---------- Materials provided
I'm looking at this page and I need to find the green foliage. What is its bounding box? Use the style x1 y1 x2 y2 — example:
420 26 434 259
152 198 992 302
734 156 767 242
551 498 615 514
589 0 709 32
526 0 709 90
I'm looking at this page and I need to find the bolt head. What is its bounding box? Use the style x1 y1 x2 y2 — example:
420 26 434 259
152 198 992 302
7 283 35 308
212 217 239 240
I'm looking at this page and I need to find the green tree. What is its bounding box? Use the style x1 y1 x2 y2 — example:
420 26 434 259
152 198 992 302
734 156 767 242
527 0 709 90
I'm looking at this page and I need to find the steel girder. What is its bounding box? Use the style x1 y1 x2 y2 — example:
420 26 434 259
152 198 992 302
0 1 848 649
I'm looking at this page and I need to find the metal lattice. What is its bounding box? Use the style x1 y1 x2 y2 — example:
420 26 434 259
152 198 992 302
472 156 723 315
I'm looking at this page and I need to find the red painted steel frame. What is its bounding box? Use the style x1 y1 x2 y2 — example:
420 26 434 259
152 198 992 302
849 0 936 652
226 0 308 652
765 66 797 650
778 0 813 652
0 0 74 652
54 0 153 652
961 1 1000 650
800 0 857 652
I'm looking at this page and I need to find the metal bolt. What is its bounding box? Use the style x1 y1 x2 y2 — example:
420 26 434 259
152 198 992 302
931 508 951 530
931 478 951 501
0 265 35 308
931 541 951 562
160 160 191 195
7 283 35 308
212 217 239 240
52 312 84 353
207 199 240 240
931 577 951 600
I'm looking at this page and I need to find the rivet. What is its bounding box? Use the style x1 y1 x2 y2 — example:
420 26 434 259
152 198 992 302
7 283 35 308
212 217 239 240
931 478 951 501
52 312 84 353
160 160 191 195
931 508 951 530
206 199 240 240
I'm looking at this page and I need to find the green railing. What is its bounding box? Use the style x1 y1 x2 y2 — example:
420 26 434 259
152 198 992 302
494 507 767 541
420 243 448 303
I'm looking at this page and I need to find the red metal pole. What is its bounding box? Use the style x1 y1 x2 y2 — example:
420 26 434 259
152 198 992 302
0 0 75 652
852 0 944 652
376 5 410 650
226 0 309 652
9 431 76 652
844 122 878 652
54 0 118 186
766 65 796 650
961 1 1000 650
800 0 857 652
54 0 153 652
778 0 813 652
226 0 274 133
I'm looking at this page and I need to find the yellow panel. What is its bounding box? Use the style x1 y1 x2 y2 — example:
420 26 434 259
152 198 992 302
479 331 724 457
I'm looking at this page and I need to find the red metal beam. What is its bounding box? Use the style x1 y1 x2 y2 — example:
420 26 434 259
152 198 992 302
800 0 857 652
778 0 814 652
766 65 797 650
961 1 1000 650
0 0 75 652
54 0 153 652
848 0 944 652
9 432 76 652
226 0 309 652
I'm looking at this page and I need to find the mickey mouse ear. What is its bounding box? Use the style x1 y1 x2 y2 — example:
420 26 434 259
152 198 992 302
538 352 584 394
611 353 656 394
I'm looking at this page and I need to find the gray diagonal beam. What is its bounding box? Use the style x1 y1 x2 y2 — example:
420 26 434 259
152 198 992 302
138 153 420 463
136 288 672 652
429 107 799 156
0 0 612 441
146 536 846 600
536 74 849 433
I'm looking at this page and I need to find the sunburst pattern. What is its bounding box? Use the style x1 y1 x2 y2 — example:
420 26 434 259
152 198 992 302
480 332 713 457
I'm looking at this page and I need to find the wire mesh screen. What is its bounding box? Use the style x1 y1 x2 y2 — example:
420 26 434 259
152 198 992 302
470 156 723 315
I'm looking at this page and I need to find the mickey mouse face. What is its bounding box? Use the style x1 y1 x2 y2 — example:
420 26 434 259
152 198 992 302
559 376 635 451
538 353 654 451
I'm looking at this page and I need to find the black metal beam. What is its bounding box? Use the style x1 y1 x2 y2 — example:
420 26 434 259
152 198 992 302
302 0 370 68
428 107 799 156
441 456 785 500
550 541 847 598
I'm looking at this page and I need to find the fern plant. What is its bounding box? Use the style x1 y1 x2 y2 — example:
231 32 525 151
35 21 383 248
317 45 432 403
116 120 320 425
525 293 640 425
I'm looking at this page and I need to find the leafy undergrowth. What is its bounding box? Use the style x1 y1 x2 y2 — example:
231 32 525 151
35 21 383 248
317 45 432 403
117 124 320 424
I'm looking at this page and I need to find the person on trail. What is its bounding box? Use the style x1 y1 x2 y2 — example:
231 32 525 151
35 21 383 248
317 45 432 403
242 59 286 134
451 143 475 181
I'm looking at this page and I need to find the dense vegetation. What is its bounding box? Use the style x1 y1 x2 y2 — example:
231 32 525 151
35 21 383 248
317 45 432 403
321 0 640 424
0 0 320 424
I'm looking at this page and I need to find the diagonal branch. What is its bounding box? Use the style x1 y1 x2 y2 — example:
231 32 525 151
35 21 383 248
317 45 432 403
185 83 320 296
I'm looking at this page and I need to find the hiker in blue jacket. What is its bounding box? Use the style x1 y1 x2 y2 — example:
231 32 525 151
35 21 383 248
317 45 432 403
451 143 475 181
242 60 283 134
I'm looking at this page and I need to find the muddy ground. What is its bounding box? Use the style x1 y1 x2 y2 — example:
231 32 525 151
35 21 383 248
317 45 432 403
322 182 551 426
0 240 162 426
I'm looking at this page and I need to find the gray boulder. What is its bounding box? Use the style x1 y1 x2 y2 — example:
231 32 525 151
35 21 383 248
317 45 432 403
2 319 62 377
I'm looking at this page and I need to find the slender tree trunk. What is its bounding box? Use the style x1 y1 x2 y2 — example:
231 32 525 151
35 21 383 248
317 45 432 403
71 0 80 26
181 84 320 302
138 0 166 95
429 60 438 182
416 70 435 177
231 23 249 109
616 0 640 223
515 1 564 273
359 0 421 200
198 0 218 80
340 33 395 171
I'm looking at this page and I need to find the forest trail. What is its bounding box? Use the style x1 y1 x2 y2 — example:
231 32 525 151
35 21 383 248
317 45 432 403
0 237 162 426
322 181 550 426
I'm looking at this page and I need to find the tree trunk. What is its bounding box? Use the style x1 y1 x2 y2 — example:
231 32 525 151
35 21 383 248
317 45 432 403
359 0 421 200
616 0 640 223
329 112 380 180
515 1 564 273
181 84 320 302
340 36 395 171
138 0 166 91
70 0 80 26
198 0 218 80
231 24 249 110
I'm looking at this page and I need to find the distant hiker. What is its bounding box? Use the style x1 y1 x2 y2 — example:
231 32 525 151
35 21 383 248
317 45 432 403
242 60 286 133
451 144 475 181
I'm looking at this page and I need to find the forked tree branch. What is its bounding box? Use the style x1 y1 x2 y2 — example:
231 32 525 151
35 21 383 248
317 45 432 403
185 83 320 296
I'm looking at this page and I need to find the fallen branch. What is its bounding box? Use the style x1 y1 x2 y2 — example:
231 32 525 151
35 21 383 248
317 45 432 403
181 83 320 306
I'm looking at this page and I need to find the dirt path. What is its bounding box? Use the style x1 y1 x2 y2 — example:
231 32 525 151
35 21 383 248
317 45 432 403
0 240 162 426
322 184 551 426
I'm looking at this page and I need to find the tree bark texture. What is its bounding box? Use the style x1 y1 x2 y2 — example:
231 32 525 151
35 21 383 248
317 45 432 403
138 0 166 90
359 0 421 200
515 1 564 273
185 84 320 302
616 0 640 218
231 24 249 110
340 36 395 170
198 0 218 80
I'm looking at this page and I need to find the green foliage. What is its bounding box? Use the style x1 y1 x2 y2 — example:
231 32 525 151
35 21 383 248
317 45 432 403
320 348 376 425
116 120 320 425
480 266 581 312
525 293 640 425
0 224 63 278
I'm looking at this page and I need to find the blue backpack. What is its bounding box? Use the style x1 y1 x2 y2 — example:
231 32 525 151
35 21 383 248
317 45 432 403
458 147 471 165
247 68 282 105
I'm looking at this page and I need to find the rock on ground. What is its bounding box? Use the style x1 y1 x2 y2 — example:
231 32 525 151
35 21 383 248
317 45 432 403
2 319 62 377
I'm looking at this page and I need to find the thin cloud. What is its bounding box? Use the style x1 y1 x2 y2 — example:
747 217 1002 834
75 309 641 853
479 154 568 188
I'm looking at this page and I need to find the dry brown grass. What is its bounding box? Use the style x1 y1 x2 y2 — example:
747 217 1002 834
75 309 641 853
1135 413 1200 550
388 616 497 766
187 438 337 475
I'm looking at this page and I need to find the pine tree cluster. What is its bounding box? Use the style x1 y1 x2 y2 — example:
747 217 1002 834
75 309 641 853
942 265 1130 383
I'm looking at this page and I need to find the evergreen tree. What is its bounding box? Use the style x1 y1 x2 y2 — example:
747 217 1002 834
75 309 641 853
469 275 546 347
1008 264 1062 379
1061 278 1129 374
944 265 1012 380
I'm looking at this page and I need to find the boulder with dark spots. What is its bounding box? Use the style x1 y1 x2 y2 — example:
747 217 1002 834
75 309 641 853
--------------------
[Set exercise]
Could you return, unchanged, the lines of the listing above that run from the line with "find the dirt" to the line with "247 68 282 105", including both of those lines?

[The solution]
I'm looking at this page and I need to find the dirt path. What is its bounding box? Use the style x1 y1 x2 y2 — example:
231 32 525 151
35 21 383 248
317 45 432 403
0 240 162 426
322 184 551 426
I'm looking at this page and I need to find the tree bark texture. What is its bounding box? Use the style x1 y1 x2 y2 — example:
231 32 525 151
35 21 383 248
317 45 432 403
138 0 166 90
359 0 421 200
515 1 564 273
185 84 320 302
616 0 640 218
231 24 249 110
340 36 395 170
198 0 218 80
I'm looking at this page and I need to find the green foliage. What is its bounding box? Use the style x1 y1 x2 y2 — example:
231 32 525 151
35 21 383 248
317 45 432 403
320 348 376 425
116 120 320 425
480 266 581 312
525 293 640 425
0 224 63 278
I'm looking at this page and I need to find the blue backpack. What is its bounding box? Use the style x1 y1 x2 y2 — example:
231 32 525 151
35 21 383 248
317 45 432 403
458 147 471 165
247 68 282 105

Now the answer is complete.